» **Extracted text**
- Opening Delimiter -

Talking about packaging, what’s up with the way dolls are packaged? I bought the two year old a nurse doll, as she is an aspiring health care professional and keeps putting band-aid on everything she finds. The doll was like a victim of some weird BDSM serial killer. A a wire snare a round her neck, and tightly fastened on hands, waist and feet to a piece of cardboard! Quite a sickening sight!

When the kitchen looked like nobody had ever entered it, I took husband out for a ride. We went to IKEA, where I bought new flatware, new glasses(all plastic) as a big portion of this family is not stable enough to conduct themselves around stemware. Then I begged to go to the Salvation Army. Begged! My wish was granted on the condition that I would go with him to a Golf store, first.

Going to Golf stores is a sacrifice for me, because I find nothing more exhausting than watching my husband try out the different irons and listen to him explain their qualities. My husband completely ignores the fact that I have no interest in Golf. But I have found a way of dealing with that. When we started dating, some 100 years ago, I would  try to look  interested.  I even watched golf on TV with him and pretend it was fun! Can you imagine! I never watch Golf on TV nowadays. We are married.  But now I have a way of dealing with trips to the Golf store by nodding my head in agreement, when I think it’s appropriate and he seems to be happy with that.

In the golf store a huge male mannequin caught my attention, at least eight feet tall and so muscular that it was quite hilarious. The biceps were  the size of my waist and it’s buttocks were like two humongous genetically altered watermelons, seedless of course. I asked a wimpish male staff member, if he didn’t feel intimidated or threatened by the size of the mannequin.  I wanted to show him my support.  He was quick to answer but somewhat densely: ” He’s not THAT big!” Right!  If my husband had not, at this point in time already finished trying all the clubs in the store, I would have asked to speak to the supervisor. Males have image issues too. People tend to forget that!

At last we were on our way to the Salvation Army. The Salvation Army is in the middle of my city’s Skid row, a truly appropriate setting where Heaven and Hell meet. I love going there scouting for junk, and have found incredible things there. Today was my lucky day. They had three new pianos in. One was already taken as an elderly drunkard sat snoring on the keyboard, contemplating how to fit it into a shopping cart, so I didn’t dare to even look at it further.

- Closing Delimiter -

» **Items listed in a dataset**
- Opening Delimiter -

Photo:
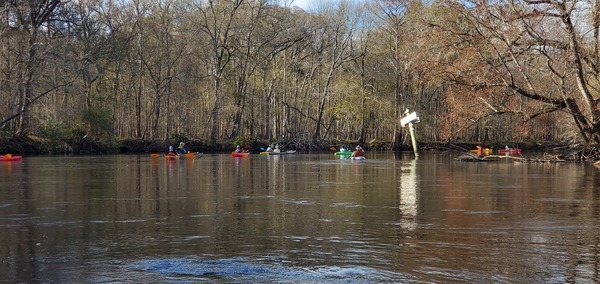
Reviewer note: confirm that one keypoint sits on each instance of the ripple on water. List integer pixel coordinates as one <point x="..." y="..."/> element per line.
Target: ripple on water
<point x="239" y="269"/>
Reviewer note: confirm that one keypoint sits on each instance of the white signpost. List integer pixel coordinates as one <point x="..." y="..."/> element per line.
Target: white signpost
<point x="409" y="119"/>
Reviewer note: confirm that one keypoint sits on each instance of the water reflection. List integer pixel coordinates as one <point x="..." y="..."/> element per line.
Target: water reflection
<point x="408" y="195"/>
<point x="297" y="218"/>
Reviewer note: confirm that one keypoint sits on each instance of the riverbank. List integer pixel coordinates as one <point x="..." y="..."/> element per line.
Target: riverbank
<point x="84" y="146"/>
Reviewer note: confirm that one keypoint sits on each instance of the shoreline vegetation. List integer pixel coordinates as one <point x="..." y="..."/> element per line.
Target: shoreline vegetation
<point x="550" y="152"/>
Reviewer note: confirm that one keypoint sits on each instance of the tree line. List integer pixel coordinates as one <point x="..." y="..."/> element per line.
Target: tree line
<point x="219" y="70"/>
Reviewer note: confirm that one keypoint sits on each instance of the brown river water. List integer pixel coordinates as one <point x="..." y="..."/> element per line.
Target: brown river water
<point x="303" y="218"/>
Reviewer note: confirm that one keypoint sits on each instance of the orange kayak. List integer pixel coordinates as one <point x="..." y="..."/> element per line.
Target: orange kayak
<point x="242" y="154"/>
<point x="9" y="158"/>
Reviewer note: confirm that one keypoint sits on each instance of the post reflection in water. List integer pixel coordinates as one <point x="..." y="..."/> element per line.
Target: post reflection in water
<point x="408" y="195"/>
<point x="307" y="218"/>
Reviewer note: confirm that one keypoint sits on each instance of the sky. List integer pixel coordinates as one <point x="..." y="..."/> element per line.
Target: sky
<point x="306" y="5"/>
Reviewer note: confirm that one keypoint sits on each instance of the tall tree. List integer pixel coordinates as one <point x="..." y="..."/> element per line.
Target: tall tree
<point x="215" y="20"/>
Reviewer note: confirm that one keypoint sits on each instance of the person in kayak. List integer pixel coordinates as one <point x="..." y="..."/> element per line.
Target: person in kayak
<point x="171" y="152"/>
<point x="358" y="152"/>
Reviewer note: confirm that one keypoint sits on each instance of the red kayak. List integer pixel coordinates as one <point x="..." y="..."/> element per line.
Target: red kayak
<point x="9" y="157"/>
<point x="242" y="154"/>
<point x="511" y="151"/>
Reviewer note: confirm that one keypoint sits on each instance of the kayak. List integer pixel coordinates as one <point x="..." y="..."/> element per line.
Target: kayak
<point x="192" y="155"/>
<point x="279" y="153"/>
<point x="510" y="151"/>
<point x="242" y="154"/>
<point x="484" y="151"/>
<point x="10" y="158"/>
<point x="186" y="155"/>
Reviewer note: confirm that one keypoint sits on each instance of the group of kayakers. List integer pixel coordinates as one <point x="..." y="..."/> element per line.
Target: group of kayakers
<point x="275" y="148"/>
<point x="358" y="151"/>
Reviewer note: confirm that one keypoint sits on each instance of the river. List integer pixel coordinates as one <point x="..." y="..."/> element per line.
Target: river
<point x="303" y="218"/>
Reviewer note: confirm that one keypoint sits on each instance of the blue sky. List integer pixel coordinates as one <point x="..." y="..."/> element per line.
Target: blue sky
<point x="307" y="4"/>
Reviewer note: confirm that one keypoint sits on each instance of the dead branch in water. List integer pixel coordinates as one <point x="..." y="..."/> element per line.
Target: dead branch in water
<point x="544" y="159"/>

- Closing Delimiter -

» **Try it**
Pick up the blog post about the trip to IKEA, the golf store and the Salvation Army after its final sentence and write what comes next. The rows stand apart from the blog post about the family outing.

» **Exercise response**
But in the middle of the “show room” was a beautiful black upright piano, a 1902 Decker and Sons, so rugged on the outside but, oh, so beautiful! It looked like an persistent old bar singer, that just won’t stop performing. I touched the keyboard and played “Mary had a little lamb” from my extended repertoire , and it sounded wonderfully. So smooth and charming and miraculously in tune. I played every note to see if it was intact and it responded beautifully. The sustain pedal was there, but the other two were lying on top of the piano. Well, that can be fixed.

I shouted my husbands name.  I love that you can shout in the Salvation Army and nobody thinks it’s strange, and shouted again, very  resonantly. In the distance, I could see, that a pair of Gary Glitter boots had absorbed my husbands attention.  He is a closet Glam Rocker. I shouted once more, so effectively that the old drunkard sitting by the already taken piano, moved his head down an octave. 

Finally my husband came along and I forced him to try the instrument. He played, and played and played, and was surprised how wonderfully it sounded. An old teary eyed hooker walked by and applauded him. The price tag was equally wonderful. $300. We talked about how we would restore it, clean up the wood, strings etc. This was a mesmerizing moment. We were both in love. This was a  passionate ménage á trois, in the making.

We are bringing it home on Friday. An endearing toothless shop assistant came to us and explained that we should not buy it until Friday because on Fridays, he whispered, everything goes half-price!  Even better. 150 bucks for a Decker and Sons 1902 upright piano with an experienced look and heart of gold. No question!